>> START QUOTED TEXT

Ahh. Forgot about those darn US holidays.
> Has anyone else got a high load (>100 execute nodes) with a
> small number of submit points keeping the whole thing highly loaded?
>
> If they have on *nix land but not windows this would indicate
> strongly that it was a windows port issue.
I have sucessfully submitted 200+ jobs from my Linux machine that were
targetting our Windows startd machines and the schedd and shadows ran
without any problems. But there was limited concurrency because I too am
not willing to roll this out to our production machines to test a
production load.
I think we need to hear from the Condor team here: what's up with
Windows? Are you guys aware of these issues?
> > > not so hot - is your submit machine under heavy load as well?
> >
> > Talking with both the engineers I would say, yes. The machines were
> > probably running processes unrelated to Condor for the
> users and it is
> > likely the load was high. That being said, these are all dual
> > processor
> > 1 GHz PIII machines with 2GB or more of RAM. Not state of
> the art but
> > certainly not under powered. The jobs are vanilla jobs that
> transfer
> > one small 1k file to the client when they start and then
> transfer back
> > ~30k worth of captured STDOUT when the jobs complete.
>
> If the user constantly runs condor_q (or someone else runs condor_q
> -global) they can seriously affect the schedd.
>
> It is a vicious circle where the user goes "Why is it so
> slow? Whats going on?"
> <runs condor_q>
> "That's bad! I will watch this kettle till it boils"
> <runs condor_q repeatedly>
Agreed, but this is not likely the cause in our system. In the case of
the first crash it was well before anyone was in the office.

>> END QUOTED TEXT

[WHAT YOU SHOULD DO]: Continue the Condor mailing-list reply about schedd load on Windows, starting right after its last sentence.

>> START DATA SECTION

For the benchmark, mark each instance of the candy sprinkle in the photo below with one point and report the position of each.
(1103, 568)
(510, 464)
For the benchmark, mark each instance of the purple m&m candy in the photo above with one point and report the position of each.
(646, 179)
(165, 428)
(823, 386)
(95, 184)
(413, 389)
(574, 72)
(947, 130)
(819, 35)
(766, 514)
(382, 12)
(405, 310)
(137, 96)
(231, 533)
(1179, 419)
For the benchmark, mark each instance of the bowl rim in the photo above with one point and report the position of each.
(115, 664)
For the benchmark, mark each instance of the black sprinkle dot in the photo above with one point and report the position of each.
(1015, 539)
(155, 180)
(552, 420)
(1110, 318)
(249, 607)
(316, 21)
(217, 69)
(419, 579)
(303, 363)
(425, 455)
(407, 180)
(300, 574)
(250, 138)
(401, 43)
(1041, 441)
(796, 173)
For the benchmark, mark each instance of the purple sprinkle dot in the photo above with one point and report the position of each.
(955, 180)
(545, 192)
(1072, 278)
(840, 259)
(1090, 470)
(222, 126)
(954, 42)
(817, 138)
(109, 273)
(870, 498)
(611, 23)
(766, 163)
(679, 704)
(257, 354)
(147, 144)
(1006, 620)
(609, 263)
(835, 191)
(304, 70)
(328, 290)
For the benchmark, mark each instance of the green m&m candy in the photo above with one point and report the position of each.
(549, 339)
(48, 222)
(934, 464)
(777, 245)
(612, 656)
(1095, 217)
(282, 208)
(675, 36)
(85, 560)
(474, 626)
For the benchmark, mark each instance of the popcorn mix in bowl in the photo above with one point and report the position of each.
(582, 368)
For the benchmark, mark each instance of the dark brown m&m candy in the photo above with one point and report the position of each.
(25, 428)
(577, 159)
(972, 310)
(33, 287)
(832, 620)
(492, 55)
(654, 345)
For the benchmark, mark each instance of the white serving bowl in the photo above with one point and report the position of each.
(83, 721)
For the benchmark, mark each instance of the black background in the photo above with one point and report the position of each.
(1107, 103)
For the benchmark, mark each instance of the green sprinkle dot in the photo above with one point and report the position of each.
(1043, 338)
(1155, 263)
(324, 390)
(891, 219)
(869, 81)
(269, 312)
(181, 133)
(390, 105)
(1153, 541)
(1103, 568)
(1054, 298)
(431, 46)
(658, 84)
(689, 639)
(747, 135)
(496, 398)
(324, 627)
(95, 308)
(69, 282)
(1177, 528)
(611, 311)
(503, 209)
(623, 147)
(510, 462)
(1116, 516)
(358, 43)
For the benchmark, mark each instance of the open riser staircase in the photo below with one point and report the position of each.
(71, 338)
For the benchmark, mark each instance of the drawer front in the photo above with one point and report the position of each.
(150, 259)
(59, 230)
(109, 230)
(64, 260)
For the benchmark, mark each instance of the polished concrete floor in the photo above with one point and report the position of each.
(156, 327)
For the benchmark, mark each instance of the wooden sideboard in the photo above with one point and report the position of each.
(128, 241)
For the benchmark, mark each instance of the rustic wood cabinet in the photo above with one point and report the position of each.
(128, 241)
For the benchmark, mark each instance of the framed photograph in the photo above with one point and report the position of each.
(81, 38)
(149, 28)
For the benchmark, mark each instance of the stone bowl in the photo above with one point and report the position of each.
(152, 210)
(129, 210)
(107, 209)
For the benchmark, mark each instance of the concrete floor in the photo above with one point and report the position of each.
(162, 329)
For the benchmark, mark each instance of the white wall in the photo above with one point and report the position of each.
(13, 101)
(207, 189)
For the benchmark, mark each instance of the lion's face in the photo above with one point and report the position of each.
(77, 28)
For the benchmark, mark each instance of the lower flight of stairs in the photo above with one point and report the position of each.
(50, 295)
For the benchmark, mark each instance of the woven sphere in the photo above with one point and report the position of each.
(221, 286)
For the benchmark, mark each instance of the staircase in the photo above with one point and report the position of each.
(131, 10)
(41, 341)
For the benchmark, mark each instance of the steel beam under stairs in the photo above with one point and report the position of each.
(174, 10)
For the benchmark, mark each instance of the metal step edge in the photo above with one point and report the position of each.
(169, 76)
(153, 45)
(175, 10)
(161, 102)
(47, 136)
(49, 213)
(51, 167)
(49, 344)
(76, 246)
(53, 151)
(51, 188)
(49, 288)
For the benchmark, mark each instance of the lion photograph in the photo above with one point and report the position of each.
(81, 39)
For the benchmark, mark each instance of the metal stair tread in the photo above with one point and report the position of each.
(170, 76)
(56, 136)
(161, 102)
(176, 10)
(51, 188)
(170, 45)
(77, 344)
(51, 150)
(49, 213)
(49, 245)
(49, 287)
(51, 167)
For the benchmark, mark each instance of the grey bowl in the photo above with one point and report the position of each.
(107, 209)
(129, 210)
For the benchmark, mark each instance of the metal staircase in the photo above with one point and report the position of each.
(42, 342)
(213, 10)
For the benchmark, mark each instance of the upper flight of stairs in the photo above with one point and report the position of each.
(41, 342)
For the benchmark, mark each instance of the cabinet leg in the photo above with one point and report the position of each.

>> END DATA SECTION

[EXERCISE OUTPUT]:
> > I'm with you here: our main batch system is a very simple, in-house
> > system that can handle queues loads in the tens of
> thousands of jobs
> > running on a single CPU 866 MHz PIII with 256 MB of RAM. Granted it
> > hasn't the complexity of Condor but we're not exploiting all the
> > interactive capabilities or file transfer capabilities of
> Condor. The
> > bulk of our job file transfer is handled by the job scripts we run,
> > not by Condor, and not to the machine that submitted the job.
>
> The issue is that the batch system does not need to talk to a
> central machine to be told to ten talk to the execute
> machine, nor bother to repeatedly stroke the executor to keep
> it happy.
>
> I think that sufficient people run in a tightly coupled and
> dedicated environment to make it worthwhile making the
> negotiation process more pluggable to allow us to exploit
> this (making the negotiator more intelligent but the startd
> more stupid or vice versa)...
>
> that said I'll go for stability over features every time at
> the moment!
Here here! Hopefully there'll be an early Christmas present from the
Condor team in the form of a 6.8.x stable branch. Fingers crossed...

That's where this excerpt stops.